Text excerpt:

━━━━━━━━

Well, I got another taste of the "loosely coupled" peripherals in this uC. At the end of this code (discussed earlier) I had a GPIO waggle, to get a pulse on a scope to measure timing. This evening, having finished with it all, I removed that line, and the code stopped working. Running my test code I was finding that the last byte (byte 511) of each page was wrong. I had noticed previously that this could be induced by not fully clearing RX data (in the "dump rx data" mode, where SPI is merely sending), so I spent a bit of time tracking it down.

It turned out that a small delay is needed before doing the final SPI2->DR (2 of them).

Code: [Select]

	  	while ((TxXferCount > 0U) || (RxXferCount > 0U))
	  	{
	  		/* Do a TX if TX empty */
			if ( txallowed && (TxXferCount > 0) )
			{
				if ( (SPI2->SR & (1<<1)) != 0 )
			    {
					*(__IO uint8_t *)&SPI2->DR = *pTxBuffPtr;
			    	pTxBuffPtr++;
			    	TxXferCount--;
			    	txallowed=rxdump;					// block another TX until RX done (tx always ok in rxdump)
			    }
			}

		    /* Do an RX if RX not empty */
			if ( !rxdump )
			{
				if ( ((SPI2->SR & 1) != 0) && (RxXferCount > 0) )

━━━━━━━━

Provided material:
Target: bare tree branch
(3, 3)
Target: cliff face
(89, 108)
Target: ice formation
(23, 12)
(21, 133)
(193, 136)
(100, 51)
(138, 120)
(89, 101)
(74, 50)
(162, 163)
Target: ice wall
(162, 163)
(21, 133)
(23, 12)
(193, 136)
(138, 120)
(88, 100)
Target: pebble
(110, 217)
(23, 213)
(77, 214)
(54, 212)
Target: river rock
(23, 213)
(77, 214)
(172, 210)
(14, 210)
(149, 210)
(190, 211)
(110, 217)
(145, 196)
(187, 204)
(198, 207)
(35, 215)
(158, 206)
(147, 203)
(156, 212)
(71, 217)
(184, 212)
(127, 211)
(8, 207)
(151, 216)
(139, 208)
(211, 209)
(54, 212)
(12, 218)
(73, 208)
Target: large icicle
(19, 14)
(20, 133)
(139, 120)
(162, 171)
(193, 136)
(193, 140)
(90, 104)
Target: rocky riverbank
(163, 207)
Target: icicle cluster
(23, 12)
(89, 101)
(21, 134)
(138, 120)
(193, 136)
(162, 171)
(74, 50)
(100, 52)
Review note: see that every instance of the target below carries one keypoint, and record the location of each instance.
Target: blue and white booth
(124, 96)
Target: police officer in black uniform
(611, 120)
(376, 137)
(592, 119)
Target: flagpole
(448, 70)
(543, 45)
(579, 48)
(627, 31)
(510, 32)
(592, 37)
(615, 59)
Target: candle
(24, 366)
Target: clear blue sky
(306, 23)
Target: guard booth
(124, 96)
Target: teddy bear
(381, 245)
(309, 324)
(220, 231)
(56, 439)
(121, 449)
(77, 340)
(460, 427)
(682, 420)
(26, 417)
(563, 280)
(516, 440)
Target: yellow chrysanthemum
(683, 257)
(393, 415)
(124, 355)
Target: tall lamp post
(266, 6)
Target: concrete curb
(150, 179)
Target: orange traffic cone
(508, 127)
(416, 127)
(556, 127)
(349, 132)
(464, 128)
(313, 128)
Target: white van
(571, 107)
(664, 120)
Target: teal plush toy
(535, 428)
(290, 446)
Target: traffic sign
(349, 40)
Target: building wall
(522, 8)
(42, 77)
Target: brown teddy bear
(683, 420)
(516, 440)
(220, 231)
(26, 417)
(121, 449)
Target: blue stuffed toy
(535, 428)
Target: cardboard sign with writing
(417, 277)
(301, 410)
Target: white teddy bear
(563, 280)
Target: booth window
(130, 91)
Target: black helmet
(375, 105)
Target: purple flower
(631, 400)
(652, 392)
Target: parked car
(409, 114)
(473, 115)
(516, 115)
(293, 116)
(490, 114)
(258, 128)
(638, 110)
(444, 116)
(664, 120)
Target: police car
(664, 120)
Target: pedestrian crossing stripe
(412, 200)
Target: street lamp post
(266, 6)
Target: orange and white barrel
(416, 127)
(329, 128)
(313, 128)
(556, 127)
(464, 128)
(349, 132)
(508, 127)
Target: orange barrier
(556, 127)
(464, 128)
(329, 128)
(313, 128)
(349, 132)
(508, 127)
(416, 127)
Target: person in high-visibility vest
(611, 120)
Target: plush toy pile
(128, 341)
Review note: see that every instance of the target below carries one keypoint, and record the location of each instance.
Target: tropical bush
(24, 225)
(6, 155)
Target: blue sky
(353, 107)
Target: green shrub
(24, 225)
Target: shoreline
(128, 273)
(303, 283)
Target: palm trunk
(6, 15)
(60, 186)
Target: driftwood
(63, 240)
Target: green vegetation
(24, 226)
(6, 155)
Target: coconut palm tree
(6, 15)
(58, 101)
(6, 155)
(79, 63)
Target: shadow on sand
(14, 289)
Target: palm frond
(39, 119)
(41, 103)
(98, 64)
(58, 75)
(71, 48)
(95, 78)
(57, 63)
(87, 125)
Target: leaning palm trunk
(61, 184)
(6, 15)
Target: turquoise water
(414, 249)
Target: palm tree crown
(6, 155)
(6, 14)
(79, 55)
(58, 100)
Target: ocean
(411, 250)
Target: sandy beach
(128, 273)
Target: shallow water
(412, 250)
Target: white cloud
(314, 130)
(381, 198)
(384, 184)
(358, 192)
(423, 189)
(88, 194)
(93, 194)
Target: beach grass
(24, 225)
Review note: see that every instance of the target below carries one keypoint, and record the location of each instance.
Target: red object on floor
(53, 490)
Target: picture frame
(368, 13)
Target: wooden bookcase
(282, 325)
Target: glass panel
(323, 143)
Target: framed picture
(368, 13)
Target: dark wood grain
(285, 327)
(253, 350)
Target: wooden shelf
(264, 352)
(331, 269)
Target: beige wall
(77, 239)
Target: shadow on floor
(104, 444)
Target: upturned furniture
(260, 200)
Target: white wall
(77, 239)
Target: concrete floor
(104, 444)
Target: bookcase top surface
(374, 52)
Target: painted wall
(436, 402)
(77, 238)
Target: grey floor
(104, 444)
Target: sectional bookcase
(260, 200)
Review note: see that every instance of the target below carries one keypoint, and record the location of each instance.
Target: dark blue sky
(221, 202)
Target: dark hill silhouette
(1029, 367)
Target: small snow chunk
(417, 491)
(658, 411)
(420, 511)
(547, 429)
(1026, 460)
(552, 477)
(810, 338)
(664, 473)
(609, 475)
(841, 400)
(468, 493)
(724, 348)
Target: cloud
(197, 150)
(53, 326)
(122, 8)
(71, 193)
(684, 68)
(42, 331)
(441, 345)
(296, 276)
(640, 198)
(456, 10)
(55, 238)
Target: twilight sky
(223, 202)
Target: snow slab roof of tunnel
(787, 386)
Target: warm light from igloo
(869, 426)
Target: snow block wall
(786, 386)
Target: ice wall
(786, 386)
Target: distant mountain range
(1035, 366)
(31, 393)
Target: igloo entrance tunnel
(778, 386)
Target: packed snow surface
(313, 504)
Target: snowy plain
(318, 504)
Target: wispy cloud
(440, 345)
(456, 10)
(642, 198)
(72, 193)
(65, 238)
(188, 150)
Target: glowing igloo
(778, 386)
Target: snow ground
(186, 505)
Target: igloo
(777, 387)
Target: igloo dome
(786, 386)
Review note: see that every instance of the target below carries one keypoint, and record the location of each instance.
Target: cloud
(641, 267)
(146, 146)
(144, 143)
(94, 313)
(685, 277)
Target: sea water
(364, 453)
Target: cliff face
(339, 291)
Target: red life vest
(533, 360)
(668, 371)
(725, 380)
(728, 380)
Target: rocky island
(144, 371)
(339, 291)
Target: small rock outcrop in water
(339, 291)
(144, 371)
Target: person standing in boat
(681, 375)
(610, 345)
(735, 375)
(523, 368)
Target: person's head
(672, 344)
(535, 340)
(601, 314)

━━━━━━━━

Things to do:
**1.** From the SPI timing post, print the passage starting at "Well, I got" and ending at "(RxXferCount > 0U))".
**2.** According to the SPI timing post, which byte of each page came out wrong after the GPIO line was removed?

Solutions by task:
**1.**
Well, I got another taste of the "loosely coupled" peripherals in this uC. At the end of this code (discussed earlier) I had a GPIO waggle, to get a pulse on a scope to measure timing. This evening, having finished with it all, I removed that line, and the code stopped working. Running my test code I was finding that the last byte (byte 511) of each page was wrong. I had noticed previously that this could be induced by not fully clearing RX data (in the "dump rx data" mode, where SPI is merely sending), so I spent a bit of time tracking it down.

It turned out that a small delay is needed before doing the final SPI2->DR (2 of them).

Code: [Select]

	  	while ((TxXferCount > 0U) || (RxXferCount > 0U))

**2.** The last byte of each page, byte 511.